Retype exactly the lines from the one with "Target: bird's neck" down to the final line of the material below, both included, and nothing more.

+ + +

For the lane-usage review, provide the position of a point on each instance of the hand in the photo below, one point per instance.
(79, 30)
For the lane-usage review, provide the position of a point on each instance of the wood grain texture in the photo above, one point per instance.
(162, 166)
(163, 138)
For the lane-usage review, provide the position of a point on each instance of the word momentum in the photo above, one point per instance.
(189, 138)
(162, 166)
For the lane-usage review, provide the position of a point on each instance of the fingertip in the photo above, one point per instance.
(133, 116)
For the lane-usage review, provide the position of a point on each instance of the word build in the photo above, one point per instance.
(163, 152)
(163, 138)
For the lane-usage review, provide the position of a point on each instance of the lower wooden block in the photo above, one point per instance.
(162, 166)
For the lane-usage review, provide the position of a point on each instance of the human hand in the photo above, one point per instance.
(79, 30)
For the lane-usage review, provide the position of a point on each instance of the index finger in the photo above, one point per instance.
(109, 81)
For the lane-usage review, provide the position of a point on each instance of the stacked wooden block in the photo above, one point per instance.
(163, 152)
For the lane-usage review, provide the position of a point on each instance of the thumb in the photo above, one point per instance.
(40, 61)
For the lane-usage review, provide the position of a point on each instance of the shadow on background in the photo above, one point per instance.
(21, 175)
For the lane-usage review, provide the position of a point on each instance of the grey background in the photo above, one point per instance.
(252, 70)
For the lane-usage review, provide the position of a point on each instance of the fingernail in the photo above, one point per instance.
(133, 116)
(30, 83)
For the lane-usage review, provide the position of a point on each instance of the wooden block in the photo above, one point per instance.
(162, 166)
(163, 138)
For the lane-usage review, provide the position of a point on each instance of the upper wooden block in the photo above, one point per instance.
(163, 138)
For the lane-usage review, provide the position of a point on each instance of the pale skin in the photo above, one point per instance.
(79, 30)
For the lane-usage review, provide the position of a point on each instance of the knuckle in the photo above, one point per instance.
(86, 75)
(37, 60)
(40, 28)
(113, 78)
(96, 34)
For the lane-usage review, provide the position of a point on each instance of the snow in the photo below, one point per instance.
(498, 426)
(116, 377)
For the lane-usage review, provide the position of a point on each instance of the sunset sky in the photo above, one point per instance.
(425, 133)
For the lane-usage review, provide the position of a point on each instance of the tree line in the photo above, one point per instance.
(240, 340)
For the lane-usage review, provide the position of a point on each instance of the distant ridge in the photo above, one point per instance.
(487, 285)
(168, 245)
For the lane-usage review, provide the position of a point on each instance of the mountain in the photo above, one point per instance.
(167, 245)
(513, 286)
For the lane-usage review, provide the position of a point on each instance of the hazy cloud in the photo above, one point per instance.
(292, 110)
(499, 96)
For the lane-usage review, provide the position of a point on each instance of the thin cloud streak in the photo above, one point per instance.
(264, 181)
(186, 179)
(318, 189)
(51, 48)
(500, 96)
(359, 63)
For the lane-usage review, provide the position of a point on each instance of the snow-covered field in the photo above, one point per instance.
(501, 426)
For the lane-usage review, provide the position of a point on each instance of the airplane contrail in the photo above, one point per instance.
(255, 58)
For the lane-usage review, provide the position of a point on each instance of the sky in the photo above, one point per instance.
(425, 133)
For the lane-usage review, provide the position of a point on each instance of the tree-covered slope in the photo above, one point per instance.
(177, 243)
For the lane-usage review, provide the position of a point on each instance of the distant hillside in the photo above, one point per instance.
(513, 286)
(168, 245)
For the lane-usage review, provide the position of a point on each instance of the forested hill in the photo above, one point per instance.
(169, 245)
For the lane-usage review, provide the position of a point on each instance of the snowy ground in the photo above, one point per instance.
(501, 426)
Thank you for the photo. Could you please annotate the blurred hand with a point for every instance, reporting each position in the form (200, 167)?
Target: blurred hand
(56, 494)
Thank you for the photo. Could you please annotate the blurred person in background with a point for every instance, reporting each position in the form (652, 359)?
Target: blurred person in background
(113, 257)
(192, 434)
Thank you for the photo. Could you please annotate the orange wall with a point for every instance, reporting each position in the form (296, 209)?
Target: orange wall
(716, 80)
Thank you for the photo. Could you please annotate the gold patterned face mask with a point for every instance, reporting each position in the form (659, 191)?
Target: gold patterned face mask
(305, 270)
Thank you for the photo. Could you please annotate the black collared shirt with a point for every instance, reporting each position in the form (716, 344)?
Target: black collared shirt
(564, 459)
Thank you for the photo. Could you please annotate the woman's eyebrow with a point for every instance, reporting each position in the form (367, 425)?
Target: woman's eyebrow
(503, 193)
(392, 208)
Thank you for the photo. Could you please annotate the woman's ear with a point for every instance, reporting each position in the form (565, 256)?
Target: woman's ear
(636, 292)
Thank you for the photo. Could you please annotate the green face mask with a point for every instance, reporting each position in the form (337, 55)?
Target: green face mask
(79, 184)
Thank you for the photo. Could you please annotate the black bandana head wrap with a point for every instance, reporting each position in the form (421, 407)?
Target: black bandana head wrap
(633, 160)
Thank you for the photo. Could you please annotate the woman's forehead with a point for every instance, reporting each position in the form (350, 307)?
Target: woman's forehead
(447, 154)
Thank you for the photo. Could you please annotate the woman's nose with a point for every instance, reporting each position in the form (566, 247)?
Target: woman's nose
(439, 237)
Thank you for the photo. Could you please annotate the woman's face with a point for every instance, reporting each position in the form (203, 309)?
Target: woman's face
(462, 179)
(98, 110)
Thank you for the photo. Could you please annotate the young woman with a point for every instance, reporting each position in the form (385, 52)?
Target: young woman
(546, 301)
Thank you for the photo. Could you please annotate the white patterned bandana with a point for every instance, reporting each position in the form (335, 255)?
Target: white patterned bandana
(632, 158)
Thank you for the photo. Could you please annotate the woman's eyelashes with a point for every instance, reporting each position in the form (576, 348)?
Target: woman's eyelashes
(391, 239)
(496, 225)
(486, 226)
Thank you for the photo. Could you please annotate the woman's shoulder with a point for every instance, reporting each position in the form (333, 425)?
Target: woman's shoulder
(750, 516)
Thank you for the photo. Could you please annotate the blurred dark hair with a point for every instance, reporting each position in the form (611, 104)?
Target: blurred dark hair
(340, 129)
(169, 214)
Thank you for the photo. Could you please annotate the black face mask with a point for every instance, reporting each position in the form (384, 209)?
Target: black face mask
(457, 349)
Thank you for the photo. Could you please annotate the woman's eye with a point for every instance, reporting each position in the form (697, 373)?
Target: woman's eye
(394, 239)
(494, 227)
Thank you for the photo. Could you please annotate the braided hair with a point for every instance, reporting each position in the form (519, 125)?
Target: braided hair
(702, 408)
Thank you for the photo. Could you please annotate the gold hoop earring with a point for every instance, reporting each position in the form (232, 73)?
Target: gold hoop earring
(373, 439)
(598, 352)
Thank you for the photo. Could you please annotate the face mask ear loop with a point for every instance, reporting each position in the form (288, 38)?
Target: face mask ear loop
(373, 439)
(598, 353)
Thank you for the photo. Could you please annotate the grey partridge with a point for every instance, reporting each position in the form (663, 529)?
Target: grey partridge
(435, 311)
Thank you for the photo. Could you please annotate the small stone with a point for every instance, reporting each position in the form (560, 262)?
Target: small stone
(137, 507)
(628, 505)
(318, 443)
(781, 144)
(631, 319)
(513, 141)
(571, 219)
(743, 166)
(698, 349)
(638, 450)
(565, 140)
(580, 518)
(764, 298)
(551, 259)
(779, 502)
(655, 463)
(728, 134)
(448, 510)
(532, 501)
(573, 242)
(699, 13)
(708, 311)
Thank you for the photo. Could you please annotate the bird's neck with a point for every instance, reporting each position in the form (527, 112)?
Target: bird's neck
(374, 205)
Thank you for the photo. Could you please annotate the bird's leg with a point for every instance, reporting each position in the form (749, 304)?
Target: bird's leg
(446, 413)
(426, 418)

+ + +

## RESPONSE AREA
Target: bird's neck
(374, 205)
Thank you for the photo. Could you please annotate the bird's leg with a point for every instance, reporting each position in the form (749, 304)?
Target: bird's leg
(446, 413)
(426, 418)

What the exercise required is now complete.